— Exercise —
Nothing but the pictures should be left out when you copy the records exactly.

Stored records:
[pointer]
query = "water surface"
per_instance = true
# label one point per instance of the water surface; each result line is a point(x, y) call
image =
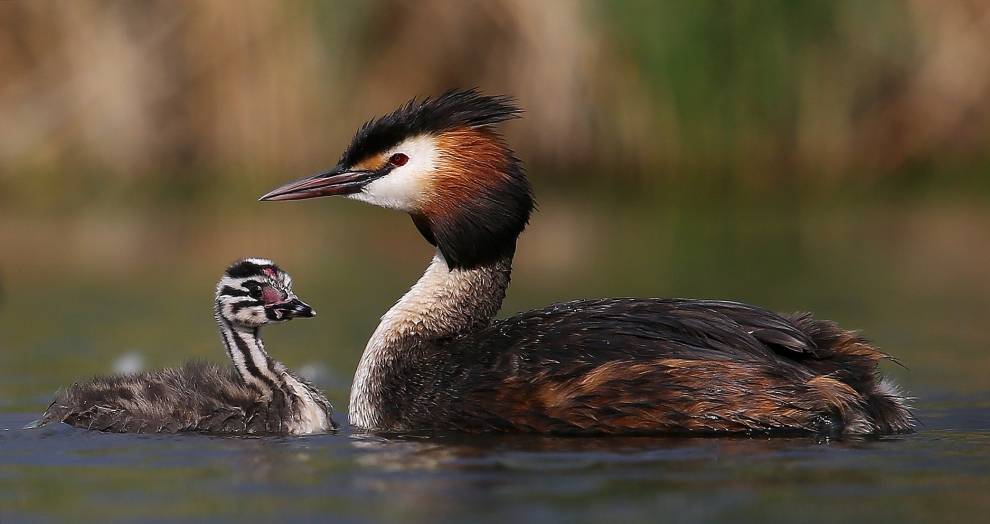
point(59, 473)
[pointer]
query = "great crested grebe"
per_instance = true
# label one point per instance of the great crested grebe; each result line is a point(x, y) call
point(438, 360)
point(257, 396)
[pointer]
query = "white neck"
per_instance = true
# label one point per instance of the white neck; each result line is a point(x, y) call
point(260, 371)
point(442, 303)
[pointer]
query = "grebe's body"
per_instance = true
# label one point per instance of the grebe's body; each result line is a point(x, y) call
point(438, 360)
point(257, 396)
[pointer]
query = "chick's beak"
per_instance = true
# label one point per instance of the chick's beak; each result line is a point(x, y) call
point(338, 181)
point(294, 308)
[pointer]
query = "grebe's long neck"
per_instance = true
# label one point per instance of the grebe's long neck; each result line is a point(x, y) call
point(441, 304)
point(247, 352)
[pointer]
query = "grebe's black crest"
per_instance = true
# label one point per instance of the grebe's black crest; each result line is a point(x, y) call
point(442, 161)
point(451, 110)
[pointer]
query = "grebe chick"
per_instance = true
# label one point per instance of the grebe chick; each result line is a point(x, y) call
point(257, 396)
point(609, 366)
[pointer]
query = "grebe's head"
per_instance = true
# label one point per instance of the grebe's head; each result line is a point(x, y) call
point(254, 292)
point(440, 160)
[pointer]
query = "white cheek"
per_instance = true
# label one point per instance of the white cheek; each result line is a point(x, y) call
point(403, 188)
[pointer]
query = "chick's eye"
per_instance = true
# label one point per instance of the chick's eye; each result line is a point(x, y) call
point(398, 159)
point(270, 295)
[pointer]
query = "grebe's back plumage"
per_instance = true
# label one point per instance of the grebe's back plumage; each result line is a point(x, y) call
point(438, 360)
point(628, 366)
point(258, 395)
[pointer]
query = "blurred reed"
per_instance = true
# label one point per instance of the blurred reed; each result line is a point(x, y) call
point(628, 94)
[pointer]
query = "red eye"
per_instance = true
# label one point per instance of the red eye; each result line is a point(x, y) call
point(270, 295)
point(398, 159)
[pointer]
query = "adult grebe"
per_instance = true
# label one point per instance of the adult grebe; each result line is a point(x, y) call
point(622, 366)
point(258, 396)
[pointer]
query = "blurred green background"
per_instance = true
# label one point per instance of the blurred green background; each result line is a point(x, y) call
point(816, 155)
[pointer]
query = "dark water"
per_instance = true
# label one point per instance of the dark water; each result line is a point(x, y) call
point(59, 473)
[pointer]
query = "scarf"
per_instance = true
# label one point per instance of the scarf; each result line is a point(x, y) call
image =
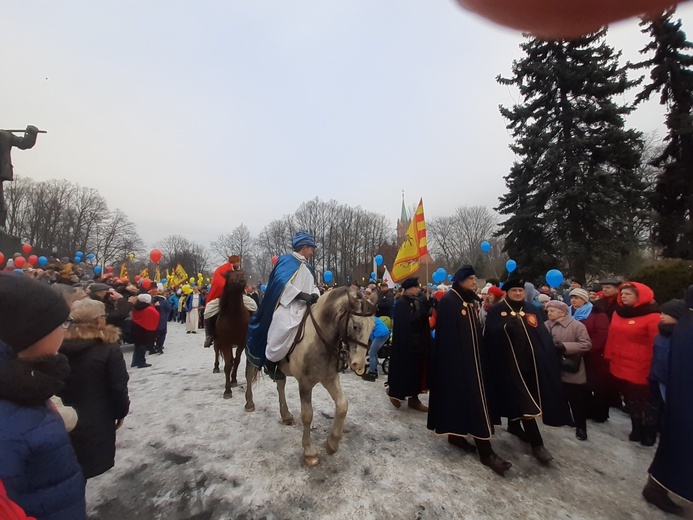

— Result —
[pointer]
query = "water surface"
per_instance = true
# label one point per instance of the water surface; each result line is a point(x, y) call
image =
point(59, 473)
[pointer]
query = "great crested grebe"
per_instance = true
# label one point per instance of the great crested grebe; each result line is a point(x, y) call
point(438, 360)
point(257, 396)
[pointer]
query = "white neck"
per_instance = true
# label one point per instance of the white neck; each result line is a point(x, y) call
point(260, 371)
point(442, 303)
[pointer]
query = "grebe's body"
per_instance = true
# label one point per instance of the grebe's body; each result line is a point(x, y) call
point(438, 360)
point(257, 396)
[pointer]
query = "chick's beak"
per_instance = true
# label one point per instance of the chick's beak; each result line is a point(x, y) call
point(338, 181)
point(294, 308)
[pointer]
query = "grebe's long neck"
per_instance = true
# label one point per instance of the grebe's long neck; each result line is a point(x, y) call
point(441, 304)
point(247, 352)
[pointer]
query = "grebe's black crest"
per_instance = true
# label one point per instance of the grebe's black crest; each result line is a point(x, y) call
point(442, 161)
point(451, 110)
[pointer]
query = "grebe chick"
per_instance = true
# label one point per instance of the grebe chick; each result line is a point(x, y) call
point(257, 396)
point(609, 366)
[pointer]
query = "grebe's head"
per_instance = true
# label one point per instance of the grebe's head; each result line is a point(x, y) call
point(254, 292)
point(440, 160)
[pointer]
query = "white cheek"
per_instance = true
# label one point per instance of the white cheek; each result line is a point(x, y) call
point(403, 188)
[pointer]
query = "chick's eye"
per_instance = true
# label one point per instance of the chick's eye; each result line is a point(x, y) call
point(398, 159)
point(270, 295)
[pointer]
query = "grebe's back plumage"
per_instance = true
# label one point per instance of the grebe's back plumage; each result line is a point(x, y) call
point(438, 360)
point(628, 366)
point(258, 395)
[pointer]
query = "blurred reed"
per_instance = true
# label one point per instance of the blurred reed; each result line is a point(x, y) call
point(628, 94)
[pointer]
query = "red eye"
per_instance = true
# label one point per instance of the red eye; each result line is a point(x, y) call
point(270, 295)
point(398, 159)
[pointer]
query = "adult grebe"
per_instance = true
# label one point per instance of the adult grebe; each result line is a point(x, y) call
point(622, 366)
point(258, 396)
[pointer]
query = "blurred green background"
per_instance = true
# label one point per instance of the blurred green background; each result line is a point(x, y) call
point(816, 155)
[pointer]
query = "dark water"
per_instance = true
# label one point per instance of the dark water; each result line is a point(x, y) call
point(59, 473)
[pointer]
query = "scarf"
per_instance = true
# label one point per instance of the scarf; each result line is a point(x, y) call
image =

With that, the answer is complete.